> **Task goal**:
Copy all the entries word for word, but omit the pictures.
--------------------------------------------------
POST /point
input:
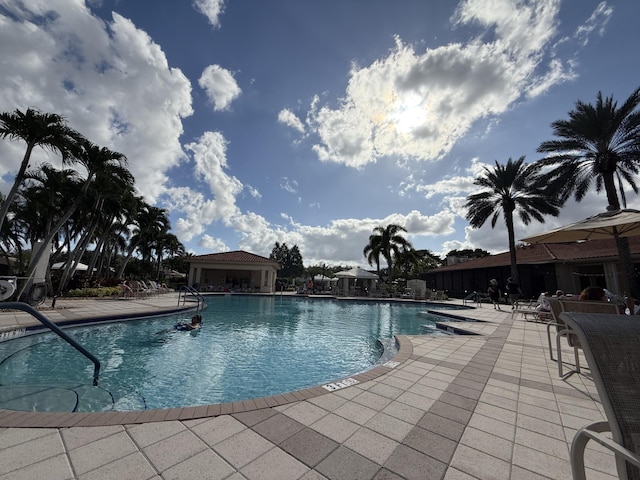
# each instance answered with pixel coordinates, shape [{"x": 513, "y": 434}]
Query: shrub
[{"x": 94, "y": 292}]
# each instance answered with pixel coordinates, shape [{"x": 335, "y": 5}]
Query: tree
[
  {"x": 386, "y": 242},
  {"x": 150, "y": 222},
  {"x": 406, "y": 263},
  {"x": 599, "y": 144},
  {"x": 46, "y": 130},
  {"x": 469, "y": 253},
  {"x": 290, "y": 260},
  {"x": 514, "y": 187}
]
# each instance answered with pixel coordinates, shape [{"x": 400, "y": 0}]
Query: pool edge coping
[{"x": 24, "y": 419}]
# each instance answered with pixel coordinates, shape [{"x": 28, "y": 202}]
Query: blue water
[{"x": 248, "y": 347}]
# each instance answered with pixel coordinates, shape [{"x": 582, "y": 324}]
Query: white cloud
[
  {"x": 596, "y": 22},
  {"x": 110, "y": 80},
  {"x": 212, "y": 9},
  {"x": 209, "y": 154},
  {"x": 220, "y": 86},
  {"x": 289, "y": 118},
  {"x": 288, "y": 185},
  {"x": 411, "y": 105},
  {"x": 254, "y": 192},
  {"x": 215, "y": 245},
  {"x": 342, "y": 239}
]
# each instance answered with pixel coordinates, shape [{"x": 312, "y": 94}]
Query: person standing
[
  {"x": 494, "y": 293},
  {"x": 514, "y": 291}
]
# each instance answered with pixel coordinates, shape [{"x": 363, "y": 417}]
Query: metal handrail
[
  {"x": 57, "y": 330},
  {"x": 186, "y": 289}
]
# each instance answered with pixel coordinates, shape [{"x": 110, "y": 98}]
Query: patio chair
[
  {"x": 612, "y": 349},
  {"x": 562, "y": 305}
]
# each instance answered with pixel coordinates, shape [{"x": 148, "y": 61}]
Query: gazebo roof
[{"x": 237, "y": 256}]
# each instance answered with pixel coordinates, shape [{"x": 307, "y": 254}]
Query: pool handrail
[
  {"x": 189, "y": 290},
  {"x": 57, "y": 330}
]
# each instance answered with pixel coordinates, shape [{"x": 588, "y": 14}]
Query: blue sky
[{"x": 312, "y": 122}]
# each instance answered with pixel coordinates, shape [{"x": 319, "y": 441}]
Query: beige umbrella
[
  {"x": 612, "y": 224},
  {"x": 616, "y": 223}
]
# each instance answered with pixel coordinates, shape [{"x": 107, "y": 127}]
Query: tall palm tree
[
  {"x": 46, "y": 130},
  {"x": 150, "y": 222},
  {"x": 514, "y": 187},
  {"x": 95, "y": 159},
  {"x": 599, "y": 144},
  {"x": 386, "y": 242}
]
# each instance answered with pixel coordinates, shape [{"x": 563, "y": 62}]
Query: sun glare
[{"x": 408, "y": 113}]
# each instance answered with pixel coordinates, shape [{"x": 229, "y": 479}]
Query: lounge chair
[
  {"x": 612, "y": 351},
  {"x": 562, "y": 305}
]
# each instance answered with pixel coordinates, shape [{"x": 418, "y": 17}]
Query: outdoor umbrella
[
  {"x": 611, "y": 224},
  {"x": 616, "y": 223},
  {"x": 60, "y": 265},
  {"x": 356, "y": 272}
]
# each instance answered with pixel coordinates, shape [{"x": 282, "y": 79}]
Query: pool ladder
[
  {"x": 57, "y": 330},
  {"x": 190, "y": 294}
]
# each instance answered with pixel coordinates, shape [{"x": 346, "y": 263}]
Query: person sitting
[
  {"x": 593, "y": 294},
  {"x": 543, "y": 302},
  {"x": 196, "y": 322}
]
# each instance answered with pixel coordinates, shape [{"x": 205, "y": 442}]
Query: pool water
[{"x": 248, "y": 347}]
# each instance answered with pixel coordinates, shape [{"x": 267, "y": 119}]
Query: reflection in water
[{"x": 247, "y": 347}]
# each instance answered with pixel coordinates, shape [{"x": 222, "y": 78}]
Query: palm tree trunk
[
  {"x": 512, "y": 246},
  {"x": 4, "y": 208}
]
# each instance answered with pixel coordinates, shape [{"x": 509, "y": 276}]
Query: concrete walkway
[{"x": 487, "y": 406}]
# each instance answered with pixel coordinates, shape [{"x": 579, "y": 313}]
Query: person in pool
[{"x": 196, "y": 322}]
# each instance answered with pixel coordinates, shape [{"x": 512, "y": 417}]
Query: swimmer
[{"x": 196, "y": 322}]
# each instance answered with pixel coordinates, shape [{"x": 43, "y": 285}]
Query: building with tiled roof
[
  {"x": 236, "y": 271},
  {"x": 542, "y": 267}
]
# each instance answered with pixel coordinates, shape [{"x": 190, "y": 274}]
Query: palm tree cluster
[
  {"x": 70, "y": 212},
  {"x": 599, "y": 145},
  {"x": 388, "y": 243}
]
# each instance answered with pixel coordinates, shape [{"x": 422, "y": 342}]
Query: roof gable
[
  {"x": 549, "y": 253},
  {"x": 237, "y": 256}
]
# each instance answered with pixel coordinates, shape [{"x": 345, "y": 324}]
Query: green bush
[{"x": 94, "y": 292}]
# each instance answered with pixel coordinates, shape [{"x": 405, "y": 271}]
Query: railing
[
  {"x": 473, "y": 297},
  {"x": 57, "y": 330},
  {"x": 190, "y": 294}
]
--------------------------------------------------
> **Correct output**:
POST /point
input:
# each instance answered with pixel coordinates, shape [{"x": 513, "y": 434}]
Query: shrub
[{"x": 94, "y": 292}]
# each instance answered with pixel coordinates, shape [{"x": 335, "y": 5}]
Query: tree
[
  {"x": 386, "y": 242},
  {"x": 150, "y": 222},
  {"x": 406, "y": 263},
  {"x": 599, "y": 144},
  {"x": 46, "y": 130},
  {"x": 469, "y": 253},
  {"x": 290, "y": 260},
  {"x": 514, "y": 187}
]
# each instance answered with pixel coordinates, shape [{"x": 400, "y": 0}]
Query: pool edge coping
[{"x": 24, "y": 419}]
# each instance answered with pixel coordinates, shape [{"x": 28, "y": 202}]
Query: blue water
[{"x": 248, "y": 347}]
# each instance answered with pixel coordinates, shape [{"x": 582, "y": 324}]
Query: white cloud
[
  {"x": 596, "y": 22},
  {"x": 110, "y": 80},
  {"x": 212, "y": 9},
  {"x": 209, "y": 154},
  {"x": 220, "y": 86},
  {"x": 289, "y": 118},
  {"x": 288, "y": 185},
  {"x": 411, "y": 105},
  {"x": 254, "y": 192},
  {"x": 215, "y": 245},
  {"x": 342, "y": 239}
]
# each instance answered with pixel coordinates, shape [{"x": 312, "y": 94}]
Query: person standing
[
  {"x": 494, "y": 293},
  {"x": 514, "y": 291}
]
# each instance answered with pixel coordinates, shape [{"x": 363, "y": 417}]
Query: metal handrail
[
  {"x": 57, "y": 330},
  {"x": 186, "y": 289}
]
# each instance answered with pixel coordinates, shape [{"x": 110, "y": 98}]
Query: patio chair
[
  {"x": 612, "y": 349},
  {"x": 562, "y": 305}
]
# each instance answered with pixel coordinates, shape [{"x": 148, "y": 61}]
Query: gazebo roof
[{"x": 237, "y": 256}]
# each instance answered with pixel coordinates, shape [{"x": 307, "y": 254}]
Query: pool handrail
[
  {"x": 189, "y": 290},
  {"x": 57, "y": 330}
]
# each instance answered with pixel coordinates, shape [{"x": 588, "y": 14}]
Query: blue sky
[{"x": 312, "y": 122}]
# each instance answered with pixel coordinates, shape [{"x": 319, "y": 441}]
Query: beige umbrella
[
  {"x": 612, "y": 224},
  {"x": 616, "y": 223}
]
# each instance answered with pixel coordinates, shape [{"x": 107, "y": 127}]
Query: tall palm tree
[
  {"x": 46, "y": 130},
  {"x": 150, "y": 222},
  {"x": 514, "y": 187},
  {"x": 95, "y": 159},
  {"x": 599, "y": 144},
  {"x": 386, "y": 242}
]
# each instance answered with pixel coordinates, shape [{"x": 563, "y": 62}]
Query: sun glare
[{"x": 408, "y": 113}]
# each instance answered with pixel coordinates, shape [{"x": 229, "y": 479}]
Query: lounge chair
[
  {"x": 612, "y": 351},
  {"x": 562, "y": 305}
]
# each instance answered with pixel coordinates, shape [{"x": 418, "y": 17}]
Query: outdoor umbrella
[
  {"x": 611, "y": 224},
  {"x": 616, "y": 223},
  {"x": 60, "y": 265},
  {"x": 356, "y": 272}
]
# each instance answered with pixel coordinates, shape [{"x": 282, "y": 79}]
Query: pool ladder
[
  {"x": 57, "y": 330},
  {"x": 190, "y": 294}
]
# each instance answered with pixel coordinates, shape [{"x": 346, "y": 263}]
Query: person sitting
[
  {"x": 593, "y": 294},
  {"x": 543, "y": 302},
  {"x": 196, "y": 322}
]
# each instance answered with pixel coordinates, shape [{"x": 205, "y": 442}]
Query: pool water
[{"x": 248, "y": 347}]
# each instance answered with pixel coordinates, shape [{"x": 267, "y": 119}]
Query: reflection in water
[{"x": 247, "y": 347}]
# each instance answered with pixel coordinates, shape [{"x": 222, "y": 78}]
Query: palm tree trunk
[
  {"x": 512, "y": 246},
  {"x": 4, "y": 208}
]
# each instance answered with pixel coordinates, shape [{"x": 509, "y": 276}]
Query: concrete walkway
[{"x": 487, "y": 406}]
# each instance answered with pixel coordinates, shape [{"x": 579, "y": 313}]
Query: person in pool
[{"x": 196, "y": 322}]
# each instance answered with pixel coordinates, shape [{"x": 512, "y": 417}]
Query: swimmer
[{"x": 196, "y": 322}]
# each instance answered with pixel coordinates, shape [{"x": 43, "y": 285}]
Query: building with tiled roof
[
  {"x": 236, "y": 271},
  {"x": 542, "y": 267}
]
# each instance answered with pixel coordinates, shape [{"x": 190, "y": 274}]
Query: palm tree cluster
[
  {"x": 70, "y": 212},
  {"x": 599, "y": 145},
  {"x": 388, "y": 243}
]
# each instance answered with pixel coordinates, shape [{"x": 422, "y": 342}]
Query: roof gable
[
  {"x": 549, "y": 253},
  {"x": 237, "y": 256}
]
# each instance answered with pixel coordinates, shape [{"x": 345, "y": 324}]
Query: green bush
[{"x": 94, "y": 292}]
# each instance answered with pixel coordinates, shape [{"x": 405, "y": 271}]
Query: railing
[
  {"x": 473, "y": 297},
  {"x": 57, "y": 330},
  {"x": 190, "y": 294}
]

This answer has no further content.